[PROBLEM DESCRIPTION]: Count the lines of the records that contain the string "drinking", treating uppercase and lowercase as different, and give only the number.

[DATA FOR THIS EXERCISE]:
#####

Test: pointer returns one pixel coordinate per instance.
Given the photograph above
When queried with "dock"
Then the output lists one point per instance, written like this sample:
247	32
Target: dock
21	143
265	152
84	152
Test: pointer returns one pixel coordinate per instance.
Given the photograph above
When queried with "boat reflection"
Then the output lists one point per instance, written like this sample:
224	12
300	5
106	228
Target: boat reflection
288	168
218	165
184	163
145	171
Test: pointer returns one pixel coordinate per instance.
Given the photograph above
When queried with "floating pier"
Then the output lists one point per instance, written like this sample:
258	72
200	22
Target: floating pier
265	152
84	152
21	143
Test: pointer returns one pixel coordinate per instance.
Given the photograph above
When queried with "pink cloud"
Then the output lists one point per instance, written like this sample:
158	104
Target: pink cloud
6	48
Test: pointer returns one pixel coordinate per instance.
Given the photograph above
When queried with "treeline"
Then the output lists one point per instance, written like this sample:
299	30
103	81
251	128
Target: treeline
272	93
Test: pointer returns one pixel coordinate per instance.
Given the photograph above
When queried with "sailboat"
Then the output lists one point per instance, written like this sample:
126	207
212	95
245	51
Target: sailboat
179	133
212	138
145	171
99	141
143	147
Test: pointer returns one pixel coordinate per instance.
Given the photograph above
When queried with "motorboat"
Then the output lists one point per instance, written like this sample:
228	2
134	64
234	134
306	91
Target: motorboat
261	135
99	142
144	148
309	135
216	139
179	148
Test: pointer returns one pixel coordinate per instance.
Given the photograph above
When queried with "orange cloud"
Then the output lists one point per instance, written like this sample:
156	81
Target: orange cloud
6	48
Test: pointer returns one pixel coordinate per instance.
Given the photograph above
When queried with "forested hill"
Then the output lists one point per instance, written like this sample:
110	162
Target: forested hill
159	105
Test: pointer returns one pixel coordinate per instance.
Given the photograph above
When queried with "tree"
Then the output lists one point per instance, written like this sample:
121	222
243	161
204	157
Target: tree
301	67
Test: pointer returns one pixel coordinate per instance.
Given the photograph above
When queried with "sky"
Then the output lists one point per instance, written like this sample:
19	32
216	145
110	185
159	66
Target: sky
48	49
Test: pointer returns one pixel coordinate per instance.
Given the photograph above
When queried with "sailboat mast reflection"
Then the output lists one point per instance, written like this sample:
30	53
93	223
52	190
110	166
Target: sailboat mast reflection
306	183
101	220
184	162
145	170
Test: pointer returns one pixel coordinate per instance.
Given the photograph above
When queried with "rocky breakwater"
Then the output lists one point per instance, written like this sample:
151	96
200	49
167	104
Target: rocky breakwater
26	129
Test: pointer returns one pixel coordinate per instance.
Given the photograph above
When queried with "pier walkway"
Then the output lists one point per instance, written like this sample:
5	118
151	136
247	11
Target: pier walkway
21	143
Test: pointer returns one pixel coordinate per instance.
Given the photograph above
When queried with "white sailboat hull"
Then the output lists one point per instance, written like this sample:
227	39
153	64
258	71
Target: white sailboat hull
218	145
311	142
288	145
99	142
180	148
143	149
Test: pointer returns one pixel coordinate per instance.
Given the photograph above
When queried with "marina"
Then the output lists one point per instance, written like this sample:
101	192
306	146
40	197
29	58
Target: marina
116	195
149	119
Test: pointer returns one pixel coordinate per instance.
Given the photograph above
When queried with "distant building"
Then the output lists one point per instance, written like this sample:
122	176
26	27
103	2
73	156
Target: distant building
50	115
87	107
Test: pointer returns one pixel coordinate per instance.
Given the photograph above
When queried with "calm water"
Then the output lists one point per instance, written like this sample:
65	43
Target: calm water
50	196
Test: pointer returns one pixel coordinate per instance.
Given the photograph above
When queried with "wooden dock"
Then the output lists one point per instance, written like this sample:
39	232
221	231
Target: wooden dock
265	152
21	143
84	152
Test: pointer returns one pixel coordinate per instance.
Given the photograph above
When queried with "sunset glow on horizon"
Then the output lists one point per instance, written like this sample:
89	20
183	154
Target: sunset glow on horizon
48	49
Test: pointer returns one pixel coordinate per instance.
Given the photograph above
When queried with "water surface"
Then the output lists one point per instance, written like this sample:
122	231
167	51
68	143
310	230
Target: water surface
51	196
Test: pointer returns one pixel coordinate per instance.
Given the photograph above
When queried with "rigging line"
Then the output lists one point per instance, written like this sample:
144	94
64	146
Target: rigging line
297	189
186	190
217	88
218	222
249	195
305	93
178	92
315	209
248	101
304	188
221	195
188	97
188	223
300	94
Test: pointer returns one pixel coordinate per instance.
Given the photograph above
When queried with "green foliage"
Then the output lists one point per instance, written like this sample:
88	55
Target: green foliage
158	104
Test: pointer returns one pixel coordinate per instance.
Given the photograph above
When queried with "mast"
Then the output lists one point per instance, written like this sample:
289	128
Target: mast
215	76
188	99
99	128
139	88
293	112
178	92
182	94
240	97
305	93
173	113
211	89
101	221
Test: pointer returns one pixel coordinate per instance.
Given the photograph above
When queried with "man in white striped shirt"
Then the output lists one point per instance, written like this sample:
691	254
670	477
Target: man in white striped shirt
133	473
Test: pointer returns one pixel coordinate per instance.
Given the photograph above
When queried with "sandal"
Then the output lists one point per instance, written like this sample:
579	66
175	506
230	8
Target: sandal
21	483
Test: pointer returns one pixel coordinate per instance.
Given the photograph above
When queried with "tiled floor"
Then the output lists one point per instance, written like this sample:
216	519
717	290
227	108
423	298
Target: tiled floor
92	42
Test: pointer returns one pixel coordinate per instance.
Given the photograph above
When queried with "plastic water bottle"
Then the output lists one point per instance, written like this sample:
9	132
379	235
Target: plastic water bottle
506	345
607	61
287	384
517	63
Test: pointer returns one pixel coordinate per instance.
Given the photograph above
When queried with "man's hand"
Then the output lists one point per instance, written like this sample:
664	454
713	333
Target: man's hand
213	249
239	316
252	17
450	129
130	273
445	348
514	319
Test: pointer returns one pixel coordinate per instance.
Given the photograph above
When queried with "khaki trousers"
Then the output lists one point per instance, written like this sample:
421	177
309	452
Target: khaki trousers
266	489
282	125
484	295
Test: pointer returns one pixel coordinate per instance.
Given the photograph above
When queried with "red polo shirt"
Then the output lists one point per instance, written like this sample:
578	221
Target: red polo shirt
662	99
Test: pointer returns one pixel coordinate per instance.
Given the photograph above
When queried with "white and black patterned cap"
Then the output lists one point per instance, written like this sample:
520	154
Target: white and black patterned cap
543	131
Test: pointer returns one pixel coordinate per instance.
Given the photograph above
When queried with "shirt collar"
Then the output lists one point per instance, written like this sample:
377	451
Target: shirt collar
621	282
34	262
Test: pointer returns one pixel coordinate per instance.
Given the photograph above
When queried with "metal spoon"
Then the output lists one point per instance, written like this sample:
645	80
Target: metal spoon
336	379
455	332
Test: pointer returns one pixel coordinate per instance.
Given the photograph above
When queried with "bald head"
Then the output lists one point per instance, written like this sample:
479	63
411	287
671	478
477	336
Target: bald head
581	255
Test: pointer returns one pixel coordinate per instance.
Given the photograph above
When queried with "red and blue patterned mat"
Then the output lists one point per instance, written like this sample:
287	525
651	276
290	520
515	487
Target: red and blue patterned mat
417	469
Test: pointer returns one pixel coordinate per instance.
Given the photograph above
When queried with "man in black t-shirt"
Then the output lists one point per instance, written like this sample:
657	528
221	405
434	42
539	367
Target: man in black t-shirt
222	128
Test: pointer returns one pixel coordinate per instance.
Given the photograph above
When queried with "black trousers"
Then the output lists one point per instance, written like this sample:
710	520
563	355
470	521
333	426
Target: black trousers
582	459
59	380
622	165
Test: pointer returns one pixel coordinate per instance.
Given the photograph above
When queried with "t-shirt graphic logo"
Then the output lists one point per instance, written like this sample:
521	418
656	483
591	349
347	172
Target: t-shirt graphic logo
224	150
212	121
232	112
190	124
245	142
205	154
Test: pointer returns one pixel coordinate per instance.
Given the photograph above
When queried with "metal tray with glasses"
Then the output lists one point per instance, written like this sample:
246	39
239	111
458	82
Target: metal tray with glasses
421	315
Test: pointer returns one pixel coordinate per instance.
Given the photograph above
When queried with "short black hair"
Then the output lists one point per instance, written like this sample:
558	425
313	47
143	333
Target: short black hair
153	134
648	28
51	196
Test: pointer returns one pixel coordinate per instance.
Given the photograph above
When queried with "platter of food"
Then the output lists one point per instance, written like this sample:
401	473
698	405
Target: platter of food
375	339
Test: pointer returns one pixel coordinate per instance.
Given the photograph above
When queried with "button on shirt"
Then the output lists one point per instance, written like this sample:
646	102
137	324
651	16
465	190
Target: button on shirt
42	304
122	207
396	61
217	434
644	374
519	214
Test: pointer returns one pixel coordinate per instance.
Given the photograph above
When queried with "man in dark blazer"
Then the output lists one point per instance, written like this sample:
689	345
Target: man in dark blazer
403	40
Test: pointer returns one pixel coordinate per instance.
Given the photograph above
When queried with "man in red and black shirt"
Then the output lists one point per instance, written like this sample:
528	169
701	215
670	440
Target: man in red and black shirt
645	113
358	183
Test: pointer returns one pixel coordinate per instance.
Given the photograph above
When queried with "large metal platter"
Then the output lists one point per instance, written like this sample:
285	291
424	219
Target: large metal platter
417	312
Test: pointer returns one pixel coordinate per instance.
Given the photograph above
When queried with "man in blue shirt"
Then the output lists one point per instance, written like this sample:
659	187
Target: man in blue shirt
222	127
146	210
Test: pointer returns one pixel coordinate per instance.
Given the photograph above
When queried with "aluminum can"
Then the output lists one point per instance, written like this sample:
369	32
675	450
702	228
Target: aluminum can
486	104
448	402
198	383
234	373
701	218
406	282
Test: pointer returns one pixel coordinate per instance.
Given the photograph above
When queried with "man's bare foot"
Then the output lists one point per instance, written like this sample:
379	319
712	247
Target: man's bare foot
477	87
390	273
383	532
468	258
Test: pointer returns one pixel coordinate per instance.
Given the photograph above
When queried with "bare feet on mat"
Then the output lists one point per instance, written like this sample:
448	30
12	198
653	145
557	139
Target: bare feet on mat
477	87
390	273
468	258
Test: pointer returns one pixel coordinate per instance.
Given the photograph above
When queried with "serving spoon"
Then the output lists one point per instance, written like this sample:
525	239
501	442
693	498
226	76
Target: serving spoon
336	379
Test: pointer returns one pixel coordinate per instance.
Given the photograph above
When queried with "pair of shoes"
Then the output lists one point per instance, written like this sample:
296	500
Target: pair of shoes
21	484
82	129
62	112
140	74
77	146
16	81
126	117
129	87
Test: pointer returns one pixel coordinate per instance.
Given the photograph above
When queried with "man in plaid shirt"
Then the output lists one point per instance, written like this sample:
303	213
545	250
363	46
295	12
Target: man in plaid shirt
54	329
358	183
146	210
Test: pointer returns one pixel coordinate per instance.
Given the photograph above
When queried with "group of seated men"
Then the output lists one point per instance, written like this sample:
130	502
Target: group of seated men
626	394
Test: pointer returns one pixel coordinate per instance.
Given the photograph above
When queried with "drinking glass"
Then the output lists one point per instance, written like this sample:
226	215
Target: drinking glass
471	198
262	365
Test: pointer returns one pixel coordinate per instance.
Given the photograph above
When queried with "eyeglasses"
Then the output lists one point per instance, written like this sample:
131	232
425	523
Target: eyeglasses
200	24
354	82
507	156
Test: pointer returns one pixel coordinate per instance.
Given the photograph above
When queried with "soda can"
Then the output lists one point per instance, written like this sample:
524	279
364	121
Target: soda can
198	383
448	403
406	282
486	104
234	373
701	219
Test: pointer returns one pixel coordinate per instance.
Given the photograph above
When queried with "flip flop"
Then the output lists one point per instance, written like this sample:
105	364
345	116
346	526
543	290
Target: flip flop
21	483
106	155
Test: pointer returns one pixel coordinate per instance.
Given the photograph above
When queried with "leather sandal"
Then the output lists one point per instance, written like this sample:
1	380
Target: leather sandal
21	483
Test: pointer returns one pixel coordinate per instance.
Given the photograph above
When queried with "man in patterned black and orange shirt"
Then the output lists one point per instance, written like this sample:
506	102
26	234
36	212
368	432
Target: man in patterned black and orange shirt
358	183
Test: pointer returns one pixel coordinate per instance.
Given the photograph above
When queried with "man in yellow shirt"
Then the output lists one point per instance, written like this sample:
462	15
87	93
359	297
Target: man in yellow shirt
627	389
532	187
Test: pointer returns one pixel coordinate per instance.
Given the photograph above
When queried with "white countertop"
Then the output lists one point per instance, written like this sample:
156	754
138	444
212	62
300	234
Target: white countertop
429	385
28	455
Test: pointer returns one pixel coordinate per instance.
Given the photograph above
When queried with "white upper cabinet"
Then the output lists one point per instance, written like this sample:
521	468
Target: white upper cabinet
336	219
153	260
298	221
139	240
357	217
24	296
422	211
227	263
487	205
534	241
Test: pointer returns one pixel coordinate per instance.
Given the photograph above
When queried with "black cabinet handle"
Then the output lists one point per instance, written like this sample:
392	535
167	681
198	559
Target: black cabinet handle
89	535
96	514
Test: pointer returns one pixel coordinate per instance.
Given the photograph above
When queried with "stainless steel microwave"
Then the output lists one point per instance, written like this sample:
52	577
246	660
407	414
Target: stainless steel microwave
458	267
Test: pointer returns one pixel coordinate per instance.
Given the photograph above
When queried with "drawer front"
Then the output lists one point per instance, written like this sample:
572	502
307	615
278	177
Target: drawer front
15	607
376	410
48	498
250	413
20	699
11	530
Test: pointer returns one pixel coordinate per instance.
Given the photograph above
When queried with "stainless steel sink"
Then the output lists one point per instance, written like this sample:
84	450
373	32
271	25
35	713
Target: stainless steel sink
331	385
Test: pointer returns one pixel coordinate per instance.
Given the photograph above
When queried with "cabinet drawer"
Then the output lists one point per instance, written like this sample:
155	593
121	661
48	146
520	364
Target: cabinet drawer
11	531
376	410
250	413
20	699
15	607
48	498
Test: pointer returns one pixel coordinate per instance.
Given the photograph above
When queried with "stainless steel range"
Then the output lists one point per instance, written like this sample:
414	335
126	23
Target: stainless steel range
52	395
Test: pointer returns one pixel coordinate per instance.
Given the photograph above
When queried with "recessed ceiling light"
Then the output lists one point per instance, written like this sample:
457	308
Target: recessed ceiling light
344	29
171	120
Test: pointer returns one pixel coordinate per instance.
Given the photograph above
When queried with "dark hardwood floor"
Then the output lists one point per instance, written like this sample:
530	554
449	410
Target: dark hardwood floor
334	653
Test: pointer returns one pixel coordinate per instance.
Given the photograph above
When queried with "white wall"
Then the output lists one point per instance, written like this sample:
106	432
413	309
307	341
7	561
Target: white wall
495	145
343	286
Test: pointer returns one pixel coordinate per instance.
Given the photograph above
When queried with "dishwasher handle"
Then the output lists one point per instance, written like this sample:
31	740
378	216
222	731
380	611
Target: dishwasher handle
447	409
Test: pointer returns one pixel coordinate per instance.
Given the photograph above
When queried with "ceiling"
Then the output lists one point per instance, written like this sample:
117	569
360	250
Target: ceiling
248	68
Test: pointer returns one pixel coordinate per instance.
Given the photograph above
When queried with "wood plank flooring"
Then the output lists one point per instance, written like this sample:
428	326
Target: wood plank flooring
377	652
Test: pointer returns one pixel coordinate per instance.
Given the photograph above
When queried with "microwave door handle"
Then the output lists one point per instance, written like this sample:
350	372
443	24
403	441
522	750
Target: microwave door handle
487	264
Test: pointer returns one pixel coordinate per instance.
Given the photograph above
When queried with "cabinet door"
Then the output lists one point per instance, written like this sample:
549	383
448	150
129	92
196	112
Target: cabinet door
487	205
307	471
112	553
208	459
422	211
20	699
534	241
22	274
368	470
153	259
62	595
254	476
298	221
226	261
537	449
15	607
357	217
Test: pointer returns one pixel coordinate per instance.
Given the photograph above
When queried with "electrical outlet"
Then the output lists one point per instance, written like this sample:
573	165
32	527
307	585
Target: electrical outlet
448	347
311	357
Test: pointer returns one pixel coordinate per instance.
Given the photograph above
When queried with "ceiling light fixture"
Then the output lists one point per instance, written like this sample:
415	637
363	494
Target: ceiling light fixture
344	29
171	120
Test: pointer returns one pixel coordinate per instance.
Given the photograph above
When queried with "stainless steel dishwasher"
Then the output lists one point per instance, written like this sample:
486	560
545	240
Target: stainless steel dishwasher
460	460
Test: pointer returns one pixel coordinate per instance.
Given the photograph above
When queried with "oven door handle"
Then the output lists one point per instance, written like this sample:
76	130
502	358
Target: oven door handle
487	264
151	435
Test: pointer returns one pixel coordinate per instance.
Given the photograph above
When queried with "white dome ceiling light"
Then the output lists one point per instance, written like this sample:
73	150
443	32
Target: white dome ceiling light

#####

[SOLUTION]: 2